◆ Trecho do texto:
“Por que ele não festeja o Natal?”

Anushka tinha seus 16 anos e morava em Ayodhya, na Índia. Ela queria saber de seu pai por que o idoso Sr. Shareef não festejava o Natal, como sua família e outros vizinhos cristãos. O Sr. Manoj já havia lhe explicado uma vez que o nascimento de Jesus não era tão importante para os seguidores de outras religiões. O velhinho era muçulmano e, portanto, o Natal para ele era um dia como qualquer outro. Para ele, a Bíblia – apesar de reconhecida como um livro a ser respeitado – não tem a mensagem fundamental que está no Corão, que ele acredita – como todos os muçulmanos – ter vindo diretamente de Alah.

Isto não fazia sentido para Anushka. Jesus não era aquele que havia ensinado tanto sobre o amor? Por que não festejar o seu nascimento? Foi preciso que seu pai lhe contasse uma história verdadeira. Ela precisava conhecê-la.




O Sr. Shareef, cujo primeiro nome é Mohamed – tal como o do profeta maior do Islam – tinha um filho chamado Mohamed Rais. Aos 25 anos de idade, ele trabalhava como químico na cidade de Sultanpur. Um dia, no ano de 1992, o jovem desapareceu em meio a uma série de sangrentos conflitos entre muçulmanos e hindus, ocorridos em vários lugares do país. Houve milhares de mortos. A polícia só comunicou seu desaparecimento e sua morte a seu pai um mês depois do acontecimento. Mesmo assim as autoridades não sabiam dizer como ele morrera ou onde. Ninguém sabia onde fora parar o seu corpo. Só lhe entregaram as roupas do rapaz. Disseram-lhe que seus restos haviam se decomposto! O Sr. Shareef e sua esposa, Sra. Bibi, ficaram desolados. Ela nunca se recuperou plenamente destes fatos desastrosos.

Alguns meses depois disto, o Sr. Shareef presenciou algo que acabou por arrebentar seu coração. Ele viu alguns policiais jogarem um corpo no Gomti, o rio que corta a cidade de Sultanpur. Era ali que eram jogados os corpos de mortos não reclamados por seus familiares. A dor da perda do filho se tornou mais forte porque a família não conseguiu enterrar adequadamente o jovem Mohamed. Isto era inaceitável!

Esta descoberta o levou a uma decisão: "Acho que o corpo do meu filho deve ter sido jogado no rio, assim como outros corpos. Decidi que no meu distrito não deixaria nenhum corpo não identificado ser jogado no rio", disse ele.

◆ Ações a realizar:
a) Responda com base no texto sobre o Sr. Shareef:
(i) Em que cidade Anushka morava?
(ii) Em que trabalhava Mohamed Rais aos 25 anos?
(iii) Como se chama o rio que corta a cidade de Sultanpur?
b) Escreva a continuação do texto sobre o Sr. Shareef, começando logo após a última frase.
Os registros não têm nenhum papel nisto.

◆ Registros:
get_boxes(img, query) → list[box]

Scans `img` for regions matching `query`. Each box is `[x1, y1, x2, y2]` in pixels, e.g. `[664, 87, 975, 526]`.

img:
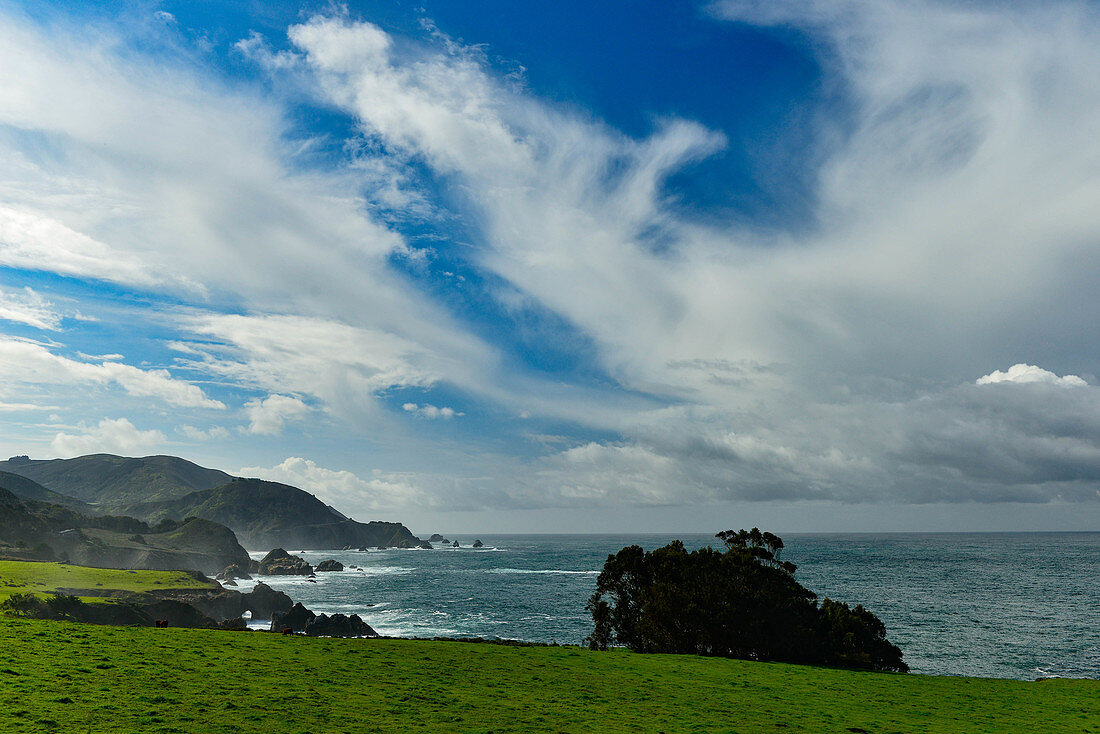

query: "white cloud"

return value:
[0, 337, 226, 409]
[402, 403, 465, 420]
[51, 418, 165, 458]
[177, 425, 230, 441]
[244, 395, 309, 436]
[977, 363, 1088, 387]
[0, 206, 162, 285]
[237, 457, 426, 516]
[0, 401, 50, 413]
[0, 287, 62, 331]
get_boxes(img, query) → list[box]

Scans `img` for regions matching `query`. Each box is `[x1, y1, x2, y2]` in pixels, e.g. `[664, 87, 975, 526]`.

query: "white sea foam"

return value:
[485, 568, 600, 576]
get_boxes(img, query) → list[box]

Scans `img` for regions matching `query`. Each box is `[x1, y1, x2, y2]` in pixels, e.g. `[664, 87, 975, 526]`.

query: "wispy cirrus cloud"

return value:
[51, 418, 165, 458]
[0, 337, 226, 410]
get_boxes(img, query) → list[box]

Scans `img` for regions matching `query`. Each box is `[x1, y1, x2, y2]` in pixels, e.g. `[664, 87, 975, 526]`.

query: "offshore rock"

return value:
[257, 548, 314, 576]
[272, 602, 317, 632]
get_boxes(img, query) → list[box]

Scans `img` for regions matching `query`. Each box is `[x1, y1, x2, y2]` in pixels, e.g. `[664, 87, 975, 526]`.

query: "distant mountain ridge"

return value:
[0, 453, 422, 550]
[0, 453, 233, 513]
[0, 471, 92, 514]
[0, 484, 249, 573]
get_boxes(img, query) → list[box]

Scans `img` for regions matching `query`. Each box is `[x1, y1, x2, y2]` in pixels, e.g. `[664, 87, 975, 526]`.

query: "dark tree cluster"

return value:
[585, 528, 909, 672]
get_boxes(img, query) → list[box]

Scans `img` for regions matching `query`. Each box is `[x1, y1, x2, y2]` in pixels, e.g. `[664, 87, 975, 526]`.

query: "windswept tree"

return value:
[586, 528, 909, 672]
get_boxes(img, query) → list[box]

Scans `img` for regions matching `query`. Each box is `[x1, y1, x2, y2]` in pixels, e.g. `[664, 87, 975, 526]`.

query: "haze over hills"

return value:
[0, 471, 94, 514]
[0, 484, 249, 573]
[0, 453, 232, 514]
[0, 453, 421, 550]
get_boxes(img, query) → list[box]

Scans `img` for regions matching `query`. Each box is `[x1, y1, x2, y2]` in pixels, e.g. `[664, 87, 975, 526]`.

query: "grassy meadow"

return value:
[0, 617, 1100, 734]
[0, 560, 210, 601]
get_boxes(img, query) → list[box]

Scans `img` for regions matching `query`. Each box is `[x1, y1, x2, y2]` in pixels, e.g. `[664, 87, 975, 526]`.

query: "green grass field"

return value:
[0, 560, 209, 601]
[0, 617, 1100, 734]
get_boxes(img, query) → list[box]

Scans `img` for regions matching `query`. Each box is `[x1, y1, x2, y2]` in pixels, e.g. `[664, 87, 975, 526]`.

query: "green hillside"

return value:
[0, 453, 232, 513]
[0, 620, 1100, 734]
[0, 471, 90, 513]
[0, 453, 420, 550]
[0, 489, 249, 573]
[128, 479, 419, 549]
[0, 560, 217, 601]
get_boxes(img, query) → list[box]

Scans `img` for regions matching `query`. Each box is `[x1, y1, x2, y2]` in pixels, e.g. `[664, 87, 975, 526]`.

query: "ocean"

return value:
[227, 533, 1100, 679]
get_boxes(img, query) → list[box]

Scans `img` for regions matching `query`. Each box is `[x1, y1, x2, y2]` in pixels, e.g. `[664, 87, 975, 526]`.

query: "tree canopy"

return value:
[586, 528, 909, 672]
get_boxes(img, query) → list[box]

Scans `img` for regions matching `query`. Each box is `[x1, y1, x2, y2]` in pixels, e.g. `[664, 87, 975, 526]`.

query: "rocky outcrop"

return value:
[215, 563, 252, 581]
[306, 614, 378, 637]
[153, 583, 294, 626]
[272, 602, 317, 632]
[238, 583, 294, 620]
[256, 548, 314, 576]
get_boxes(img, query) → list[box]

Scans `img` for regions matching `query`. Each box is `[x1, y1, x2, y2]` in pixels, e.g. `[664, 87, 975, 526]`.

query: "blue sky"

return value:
[0, 0, 1100, 532]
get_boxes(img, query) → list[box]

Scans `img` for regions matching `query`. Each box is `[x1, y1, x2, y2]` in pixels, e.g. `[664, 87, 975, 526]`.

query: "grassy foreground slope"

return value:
[0, 560, 210, 601]
[0, 618, 1100, 734]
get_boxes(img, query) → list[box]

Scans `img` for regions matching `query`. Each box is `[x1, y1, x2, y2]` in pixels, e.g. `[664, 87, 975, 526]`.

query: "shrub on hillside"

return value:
[585, 528, 909, 672]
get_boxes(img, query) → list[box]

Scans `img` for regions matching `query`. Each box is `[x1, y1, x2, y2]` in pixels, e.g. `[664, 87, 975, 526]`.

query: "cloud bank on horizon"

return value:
[0, 0, 1100, 529]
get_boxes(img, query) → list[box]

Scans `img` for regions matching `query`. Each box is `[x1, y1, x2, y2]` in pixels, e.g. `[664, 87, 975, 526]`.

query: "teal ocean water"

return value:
[227, 533, 1100, 679]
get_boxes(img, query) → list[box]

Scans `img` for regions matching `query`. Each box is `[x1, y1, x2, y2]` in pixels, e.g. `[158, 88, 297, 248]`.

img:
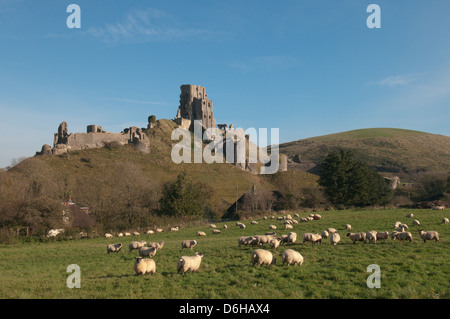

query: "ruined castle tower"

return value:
[175, 84, 216, 128]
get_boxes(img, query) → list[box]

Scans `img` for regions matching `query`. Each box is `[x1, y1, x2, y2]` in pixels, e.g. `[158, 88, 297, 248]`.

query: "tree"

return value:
[319, 149, 392, 207]
[159, 172, 212, 216]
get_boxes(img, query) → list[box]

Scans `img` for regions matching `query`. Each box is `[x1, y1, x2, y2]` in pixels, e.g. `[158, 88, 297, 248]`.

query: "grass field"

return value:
[0, 209, 450, 299]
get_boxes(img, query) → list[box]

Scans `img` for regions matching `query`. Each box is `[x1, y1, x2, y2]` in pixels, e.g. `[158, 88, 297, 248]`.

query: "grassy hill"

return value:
[280, 128, 450, 177]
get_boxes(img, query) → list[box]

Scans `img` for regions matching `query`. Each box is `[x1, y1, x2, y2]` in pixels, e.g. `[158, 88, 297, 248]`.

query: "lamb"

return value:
[393, 232, 412, 242]
[138, 247, 157, 257]
[181, 240, 197, 249]
[128, 241, 147, 252]
[419, 229, 440, 243]
[347, 233, 366, 244]
[330, 233, 341, 246]
[303, 233, 322, 245]
[177, 252, 204, 275]
[134, 257, 156, 275]
[366, 230, 377, 244]
[252, 249, 276, 268]
[106, 243, 122, 254]
[281, 249, 305, 266]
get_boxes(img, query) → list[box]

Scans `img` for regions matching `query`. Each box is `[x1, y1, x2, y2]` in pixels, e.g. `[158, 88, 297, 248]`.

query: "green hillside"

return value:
[280, 128, 450, 177]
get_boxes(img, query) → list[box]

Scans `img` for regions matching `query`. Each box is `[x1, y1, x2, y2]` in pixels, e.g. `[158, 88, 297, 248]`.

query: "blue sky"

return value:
[0, 0, 450, 167]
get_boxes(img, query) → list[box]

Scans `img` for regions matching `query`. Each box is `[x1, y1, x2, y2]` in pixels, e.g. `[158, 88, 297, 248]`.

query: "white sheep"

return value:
[303, 233, 322, 245]
[181, 240, 197, 249]
[177, 252, 204, 275]
[281, 249, 305, 266]
[128, 241, 147, 252]
[252, 249, 276, 267]
[106, 243, 122, 254]
[419, 229, 440, 243]
[134, 257, 156, 275]
[330, 233, 341, 246]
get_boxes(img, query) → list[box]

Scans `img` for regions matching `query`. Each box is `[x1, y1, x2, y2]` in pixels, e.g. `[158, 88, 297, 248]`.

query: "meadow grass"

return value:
[0, 209, 450, 299]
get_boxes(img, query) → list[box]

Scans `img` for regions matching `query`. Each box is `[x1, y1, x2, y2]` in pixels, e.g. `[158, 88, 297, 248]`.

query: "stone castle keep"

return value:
[36, 84, 287, 173]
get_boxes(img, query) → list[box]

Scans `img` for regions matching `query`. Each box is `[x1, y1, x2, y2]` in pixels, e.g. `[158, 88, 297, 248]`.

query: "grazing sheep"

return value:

◆ Respostas por tarefa:
a)
(i) Em Ayodhya, na Índia.
(ii) Como químico, na cidade de Sultanpur.
(iii) Gomti.

b)
Segundo o Sr. Shareef, a perda de um familiar nestas condições é “uma dor pela qual ninguém mais deve passar”. E prometeu: “A partir de hoje serei o guardião dos cadáveres abandonados e lhes darei um funeral adequado". Ele informou à polícia que estava disposto a assumir aquela tarefa, algo maldito em uma sociedade hindu. Quem lida com um cadáver ali é considerado uma pessoa intocável. Mesmo sendo muçulmano ele não estava isento desta maldição social.

Desde então, em todo este tempo ele vem cumprindo esta promessa, independentemente da religião do falecido. Depois de banhar o corpo, se percebe que a pessoa havia sido muçulmana, ele a envolve em um lençol, recita as orações apropriadas e providencia sua sepultura. Se o corpo é de uma pessoa hindu, ele providencia sua cremação.

Ninguém sabe quantos foram os mortos a quem ele deu os cuidados finais dignos de um ser humano e quantas famílias não precisaram passar pela imensa tristeza de ver os corpos de seus queridos desprezados e jogados no rio. O Sr. Anuj Kumar Jha, chefe da administração do distrito de Ayodhya, disse: "Nossa estimativa é que já lhe entregamos cerca de 2.500 corpos". Mas a família do Sr. Shareef diz que ele deu os últimos ritos a mais de 5.500 pessoas! Durante anos ele fez isto com seus próprios recursos, extraídos de seu trabalho na humilde oficina de bicicletas. Agora, alguns lojistas da cidade e mesmo o governo do país passaram a ajudar o octogenário Sr. Shareef a cobrir suas despesas pessoais e familiares.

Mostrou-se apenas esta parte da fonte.